Explore the material:
a: In the article about the coronavirus and the stock market, when did the Centers for Disease Control and Prevention report the first U.S. case?
b: Continue the article about the coronavirus and the stock market, starting after its final sentence.

Exercise passage:
# # # # #
The recent stock market impact is “more a reaction of fear instead of a change in fundamentals,” Mitchell said. “The underlying fundamentals are strong so any impact should be short lived and mild. It’s not like there’s some giant shock that has caused the fundamentals to change.”
Homan agreed, adding most of the big one-day drops on Wall Street are driven by program and high frequency trading, which commonly run on preset algorithms to make trades quickly.
“It has very little to do with fundamentals,” Homan said. “As investors, we always go back to the fundamentals.”
Part of the public’s concern stems from the worldwide spread of the virus. The Centers for Disease Control and Prevention reported the first U.S. case Jan. 21. As of March 12, 1,215 people nationwide, including one from Missouri, have tested positive for COVID-19, the disease caused by the coronavirus. The U.S. death toll had risen to 36 as of March 12, according to the CDC.
Homan said one predictability about the stock market is that it overreacts to fear and uncertainty. This big market drop might be different, though, because what could possibly happen is so broad.
“Fear could disappear in a month or two or linger for a long time,” Homan said. “Consumer confidence is deteriorating fast, much along the same lines as it was in December 2018, most recently.”
The fear that drove down confidence then was the prospect of rising interest rates, Homan said. That was unfounded, as the Federal Reserve ended up cutting the rates three times in 2019.
For the first time this year, the Fed slashed the federal funds rate by half a percentage point to a range of 1%-1.25% – a move widely seen as an emergency measure to keep the economy on track.
“It was an acknowledgement that they are aware that there is a problem,” Mitchell said.
Eye on the future
In a March 11 national address, President Donald Trump said he would instruct the Small Business Administration to provide capital and liquidity to companies affected by the virus, and he plans to ask Congress to increase funding by $50 billion for low-interest loans to small businesses. Additionally, the Treasury Department is being instructed to defer tax payments for people and businesses impacted by the virus.
Trump also said health insurers agreed to waive all copayments for coronavirus treatments and extend insurance coverage.
# # # # #
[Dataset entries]

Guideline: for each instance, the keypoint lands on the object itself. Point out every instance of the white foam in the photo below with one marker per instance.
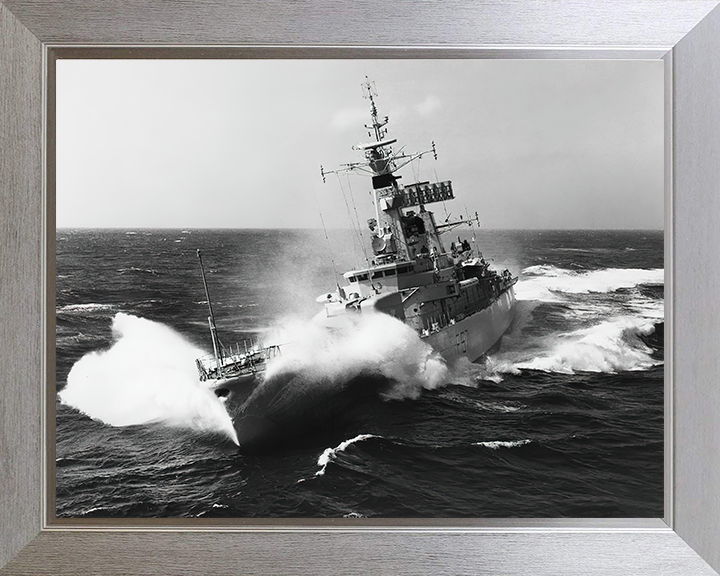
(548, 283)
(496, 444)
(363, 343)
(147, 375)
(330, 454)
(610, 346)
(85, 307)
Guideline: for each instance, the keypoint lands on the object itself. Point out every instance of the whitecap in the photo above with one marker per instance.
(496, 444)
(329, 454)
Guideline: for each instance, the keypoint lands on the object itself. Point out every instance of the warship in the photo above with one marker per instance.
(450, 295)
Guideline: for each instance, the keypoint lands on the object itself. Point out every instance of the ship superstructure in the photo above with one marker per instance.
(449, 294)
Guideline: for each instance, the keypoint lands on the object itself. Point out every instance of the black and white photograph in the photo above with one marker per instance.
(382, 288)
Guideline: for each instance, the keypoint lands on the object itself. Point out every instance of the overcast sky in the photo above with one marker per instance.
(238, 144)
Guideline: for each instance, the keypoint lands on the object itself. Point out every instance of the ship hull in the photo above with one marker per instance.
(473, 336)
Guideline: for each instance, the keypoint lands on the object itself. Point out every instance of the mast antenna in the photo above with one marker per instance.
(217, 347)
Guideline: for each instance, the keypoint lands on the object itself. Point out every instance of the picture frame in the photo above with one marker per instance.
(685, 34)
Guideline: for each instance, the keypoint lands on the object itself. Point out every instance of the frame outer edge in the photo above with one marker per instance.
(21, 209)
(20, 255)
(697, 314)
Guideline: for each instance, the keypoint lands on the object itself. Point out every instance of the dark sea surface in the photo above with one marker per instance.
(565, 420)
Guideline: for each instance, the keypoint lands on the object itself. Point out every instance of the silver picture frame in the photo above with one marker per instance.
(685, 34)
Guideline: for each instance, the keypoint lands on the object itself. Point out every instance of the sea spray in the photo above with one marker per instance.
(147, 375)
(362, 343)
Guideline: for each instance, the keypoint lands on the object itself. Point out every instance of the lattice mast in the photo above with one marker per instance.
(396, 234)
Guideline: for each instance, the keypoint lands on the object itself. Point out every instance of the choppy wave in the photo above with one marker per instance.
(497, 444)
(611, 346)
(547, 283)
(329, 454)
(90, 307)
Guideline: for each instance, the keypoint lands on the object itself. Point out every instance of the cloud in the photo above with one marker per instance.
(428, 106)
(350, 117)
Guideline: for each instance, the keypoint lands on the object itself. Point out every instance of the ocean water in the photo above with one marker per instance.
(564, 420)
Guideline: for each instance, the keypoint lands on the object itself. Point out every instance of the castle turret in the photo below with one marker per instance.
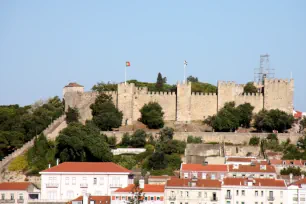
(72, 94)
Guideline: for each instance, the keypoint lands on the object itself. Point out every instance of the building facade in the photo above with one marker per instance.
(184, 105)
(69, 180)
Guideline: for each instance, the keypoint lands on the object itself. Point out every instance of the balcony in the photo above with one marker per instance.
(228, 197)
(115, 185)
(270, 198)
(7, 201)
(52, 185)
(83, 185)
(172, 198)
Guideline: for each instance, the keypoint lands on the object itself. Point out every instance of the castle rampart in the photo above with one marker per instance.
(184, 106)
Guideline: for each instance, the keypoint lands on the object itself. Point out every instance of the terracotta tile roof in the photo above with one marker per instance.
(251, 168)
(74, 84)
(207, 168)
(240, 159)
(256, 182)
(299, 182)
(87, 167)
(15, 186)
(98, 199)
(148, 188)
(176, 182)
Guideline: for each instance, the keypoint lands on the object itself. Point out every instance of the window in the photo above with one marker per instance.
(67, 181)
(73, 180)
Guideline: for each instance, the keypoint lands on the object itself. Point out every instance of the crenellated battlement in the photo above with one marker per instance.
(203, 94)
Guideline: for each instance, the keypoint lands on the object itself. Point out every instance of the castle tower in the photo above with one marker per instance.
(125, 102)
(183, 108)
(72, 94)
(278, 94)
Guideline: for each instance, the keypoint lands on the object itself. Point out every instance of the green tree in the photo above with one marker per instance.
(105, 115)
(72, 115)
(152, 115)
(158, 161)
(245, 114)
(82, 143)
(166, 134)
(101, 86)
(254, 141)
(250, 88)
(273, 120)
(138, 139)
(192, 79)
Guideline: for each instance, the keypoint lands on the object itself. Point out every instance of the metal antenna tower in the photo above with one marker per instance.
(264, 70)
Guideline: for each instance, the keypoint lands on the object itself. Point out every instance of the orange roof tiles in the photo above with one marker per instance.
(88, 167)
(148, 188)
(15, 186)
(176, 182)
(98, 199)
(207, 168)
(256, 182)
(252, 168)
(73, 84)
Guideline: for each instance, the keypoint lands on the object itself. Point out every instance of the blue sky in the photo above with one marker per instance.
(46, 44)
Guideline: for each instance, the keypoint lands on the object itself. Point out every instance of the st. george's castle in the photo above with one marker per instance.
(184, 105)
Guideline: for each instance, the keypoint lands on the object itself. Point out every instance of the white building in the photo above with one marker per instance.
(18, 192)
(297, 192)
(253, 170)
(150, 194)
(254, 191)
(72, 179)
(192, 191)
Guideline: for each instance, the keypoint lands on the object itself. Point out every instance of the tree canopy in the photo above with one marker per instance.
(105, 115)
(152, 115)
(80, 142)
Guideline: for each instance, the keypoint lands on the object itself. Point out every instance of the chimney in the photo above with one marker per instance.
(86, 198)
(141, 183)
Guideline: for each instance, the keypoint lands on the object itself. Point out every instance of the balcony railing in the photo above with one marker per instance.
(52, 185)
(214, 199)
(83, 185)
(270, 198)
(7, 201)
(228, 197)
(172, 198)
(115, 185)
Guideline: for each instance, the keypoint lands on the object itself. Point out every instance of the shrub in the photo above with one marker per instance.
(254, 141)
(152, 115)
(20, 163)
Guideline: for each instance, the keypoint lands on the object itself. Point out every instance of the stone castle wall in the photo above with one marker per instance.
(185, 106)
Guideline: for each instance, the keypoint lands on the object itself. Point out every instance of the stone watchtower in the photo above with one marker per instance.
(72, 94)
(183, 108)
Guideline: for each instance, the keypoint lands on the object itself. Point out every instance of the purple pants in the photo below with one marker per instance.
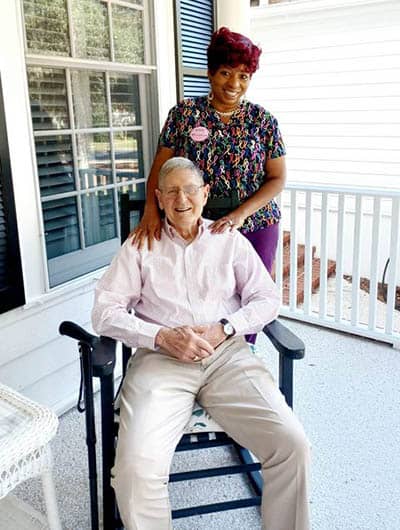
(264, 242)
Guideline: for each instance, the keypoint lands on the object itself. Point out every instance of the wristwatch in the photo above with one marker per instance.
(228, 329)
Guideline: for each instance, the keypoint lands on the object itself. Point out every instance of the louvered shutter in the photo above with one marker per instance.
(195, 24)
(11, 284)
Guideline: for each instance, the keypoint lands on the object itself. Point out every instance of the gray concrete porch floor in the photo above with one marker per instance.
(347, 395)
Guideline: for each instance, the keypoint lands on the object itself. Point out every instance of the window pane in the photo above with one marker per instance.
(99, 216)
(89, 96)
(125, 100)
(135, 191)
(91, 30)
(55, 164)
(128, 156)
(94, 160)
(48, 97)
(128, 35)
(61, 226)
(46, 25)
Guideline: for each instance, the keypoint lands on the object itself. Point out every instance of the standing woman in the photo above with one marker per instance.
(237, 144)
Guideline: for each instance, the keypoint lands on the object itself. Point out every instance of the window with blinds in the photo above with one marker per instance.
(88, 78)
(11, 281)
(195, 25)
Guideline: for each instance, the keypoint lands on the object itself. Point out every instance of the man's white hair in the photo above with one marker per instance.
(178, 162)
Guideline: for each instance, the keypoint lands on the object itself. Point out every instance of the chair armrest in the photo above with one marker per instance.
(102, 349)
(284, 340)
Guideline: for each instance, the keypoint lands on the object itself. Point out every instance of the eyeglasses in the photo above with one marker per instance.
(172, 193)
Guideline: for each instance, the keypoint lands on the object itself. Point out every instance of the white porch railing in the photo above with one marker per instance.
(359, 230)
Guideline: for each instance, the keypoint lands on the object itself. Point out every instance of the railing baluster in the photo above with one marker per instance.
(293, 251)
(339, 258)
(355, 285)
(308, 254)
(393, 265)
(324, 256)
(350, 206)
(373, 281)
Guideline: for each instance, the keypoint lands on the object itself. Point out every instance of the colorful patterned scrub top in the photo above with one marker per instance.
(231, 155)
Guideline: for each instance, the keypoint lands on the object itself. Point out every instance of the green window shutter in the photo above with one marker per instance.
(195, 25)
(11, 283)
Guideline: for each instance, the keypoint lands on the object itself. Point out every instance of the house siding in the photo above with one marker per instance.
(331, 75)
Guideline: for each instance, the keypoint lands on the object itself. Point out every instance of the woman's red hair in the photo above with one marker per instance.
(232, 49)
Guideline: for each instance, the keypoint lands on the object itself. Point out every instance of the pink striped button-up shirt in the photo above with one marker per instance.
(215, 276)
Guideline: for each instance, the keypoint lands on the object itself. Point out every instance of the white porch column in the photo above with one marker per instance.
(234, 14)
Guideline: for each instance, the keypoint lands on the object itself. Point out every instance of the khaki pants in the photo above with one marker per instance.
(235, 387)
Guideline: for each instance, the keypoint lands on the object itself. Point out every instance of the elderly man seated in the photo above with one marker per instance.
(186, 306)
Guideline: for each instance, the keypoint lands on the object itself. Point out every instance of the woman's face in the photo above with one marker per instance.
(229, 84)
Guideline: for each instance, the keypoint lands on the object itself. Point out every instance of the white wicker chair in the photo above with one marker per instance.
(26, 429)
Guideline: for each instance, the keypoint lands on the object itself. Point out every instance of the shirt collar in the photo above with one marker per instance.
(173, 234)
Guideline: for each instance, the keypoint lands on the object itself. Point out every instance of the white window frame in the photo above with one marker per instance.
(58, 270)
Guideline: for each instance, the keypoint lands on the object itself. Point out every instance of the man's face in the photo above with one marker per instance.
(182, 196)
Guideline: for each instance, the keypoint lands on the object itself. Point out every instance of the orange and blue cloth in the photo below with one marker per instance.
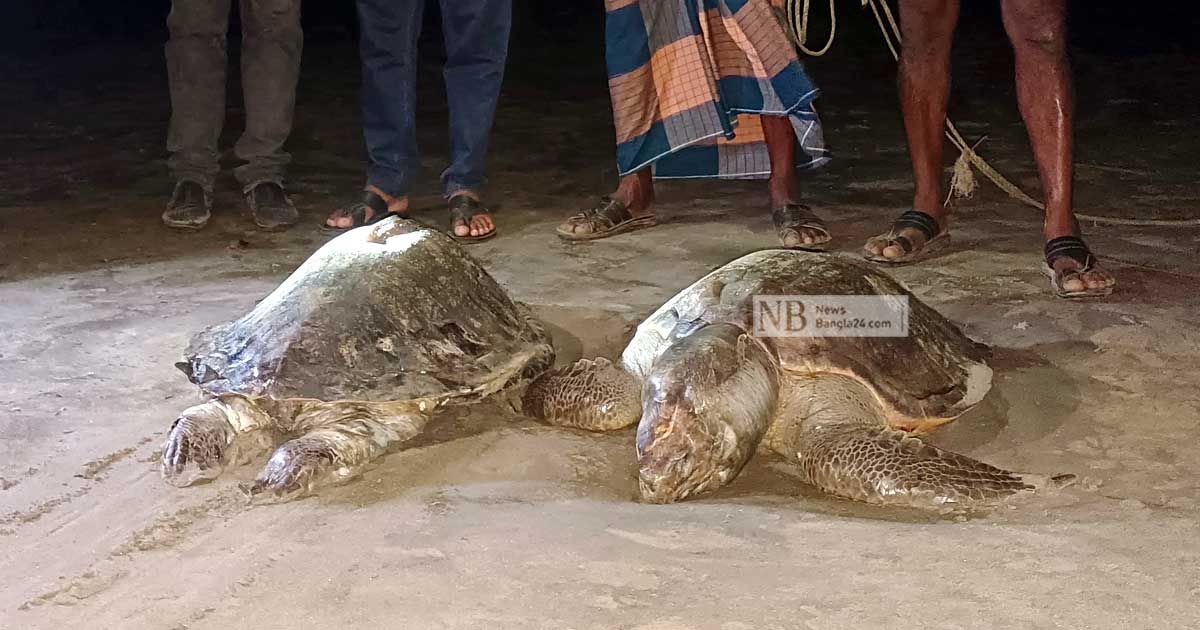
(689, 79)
# # # # #
Set of answers:
a: January 21.

b:
In support of coronavirus response efforts, the CDC announced March 11 it was providing nearly $9.9 million to Missouri. The money is part of $560 million the agency awarded the same day throughout the U.S.
As the U.S. stock market continues to fluctuate, Davis said it’s due for a correction, in which stocks drop 10% from their most recent peak. With a bear market typically defined by declines of 20% or more, Homan said the drop March 9, from mid-February, when the Dow was around 29,500, was just under 20%.
“But it would be a rarity if the coronavirus would create a recession that typically coincides with the bear market,” he said. “If it does create a recession, it would surely be short lived.”
Homan and Davis agreed hospitality and travel industries, such as hotels and airlines, are also likely to be negatively impacted short-term, and possibly longer, depending on how long the coronavirus remains a concern. Three of the four carriers that fly into Springfield-Branson National Airport – United Airlines, Delta Air Lines and American Airlines – have announced plans to temporarily reduce capacity on a nationwide scale, according to airport spokesman Kent Boyd. For instance, United plans to reduce capacity on flights between Springfield and Chicago by 4.3% in April, he said.
“Unless we have a real long lasting pandemic created by the coronavirus, I can see the economic numbers being really soft in the second quarter of 2020,” Homan said, adding market recovery could follow in the second half of the year. “Best case, it’s under control in the next few weeks before the damage is done and the market could recoup much of this downturn.”